§ Problem description
From the passage on West African economic growth below, list every country that the passage identifies as a non-WAEMU member.

━━━ Page extract

Within the eight non-WAEMU members (Cape Verde, The Gambia, Ghana, Guinea, Liberia, Nigeria, Sierra Leone and São Tomé and Principe), Nigeria – by far the largest economy in West Africa – had GDP growth of 6.1 per cent in 2008, about the same as in 2007, despite reduced oil output of 8 per cent caused by disrupted oil production in the Niger Delta. Projections for 2009 indicate a slowdown of Nigeria’s growth rate to 4 per cent, mainly due to the binding constraint of the OPEC quota on oil production and the slowing down of growth in investment. Cape Verde’s growth performance remained strong in 2008 (6.1 per cent), compared to 6.9 per cent in 2007. In Liberia post-conflict spending on infrastructure and the recovery of agricultural production were responsible for exceptionally strong growth of about 7.3 per cent for the third year in a row, while in Ghana and Sierra Leone growth in 2008 was 6.4 per cent and 5.4 per cent, respectively, on the basis of good performance in cocoa production and processing, and strong increases in food production. Forecasts for 2009 are mixed, but, in addition to Nigeria which was mentioned above, most other countries are also expected to exhibit slower growth due mainly to slower growth in public and private investment associated with lower commodity prices and remittances. Unlike other countries in this group, Liberia and Sierra Leone are expected to continue to enjoy high growth levels as output recovers after years of conflict.

━━━━━━
━━━ Stored data

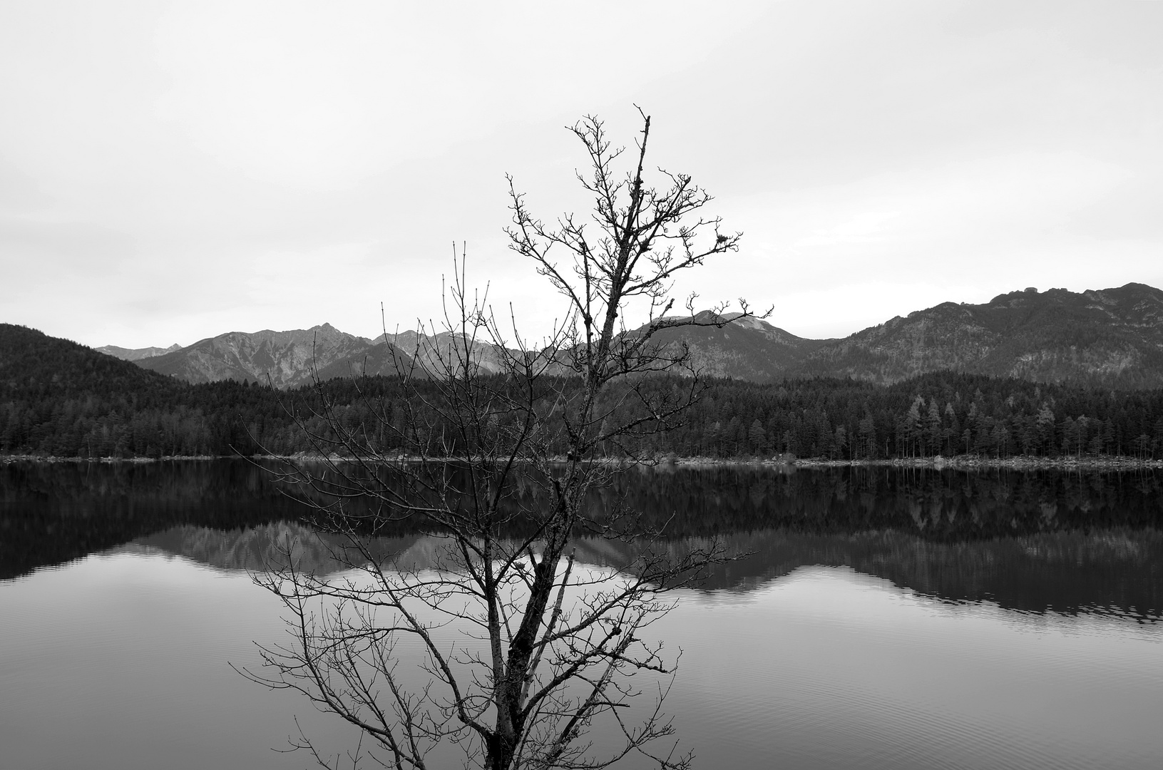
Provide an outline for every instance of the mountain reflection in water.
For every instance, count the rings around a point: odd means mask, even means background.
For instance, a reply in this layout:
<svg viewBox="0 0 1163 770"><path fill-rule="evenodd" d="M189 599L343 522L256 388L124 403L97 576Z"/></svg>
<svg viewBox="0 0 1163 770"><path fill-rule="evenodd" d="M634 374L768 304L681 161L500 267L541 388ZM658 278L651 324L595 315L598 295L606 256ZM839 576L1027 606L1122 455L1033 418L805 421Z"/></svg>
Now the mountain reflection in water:
<svg viewBox="0 0 1163 770"><path fill-rule="evenodd" d="M805 565L858 572L947 601L1022 612L1163 618L1163 477L1150 472L964 472L736 466L632 470L593 495L671 518L661 547L720 537L748 554L702 590L747 591ZM160 550L220 570L261 570L298 543L302 569L330 572L327 536L267 475L241 461L0 466L0 578L91 552ZM401 529L378 548L430 565L433 539ZM619 565L621 543L579 558Z"/></svg>

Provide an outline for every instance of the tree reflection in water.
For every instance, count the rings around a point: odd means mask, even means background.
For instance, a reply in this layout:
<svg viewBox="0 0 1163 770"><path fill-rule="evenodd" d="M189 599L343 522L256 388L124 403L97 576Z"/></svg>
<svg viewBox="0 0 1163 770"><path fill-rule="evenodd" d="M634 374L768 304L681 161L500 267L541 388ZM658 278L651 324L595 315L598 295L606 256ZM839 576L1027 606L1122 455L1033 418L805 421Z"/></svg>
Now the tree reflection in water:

━━━━━━

§ Completed exercise
Cape Verde, The Gambia, Ghana, Guinea, Liberia, Nigeria, Sierra Leone, and São Tomé and Principe.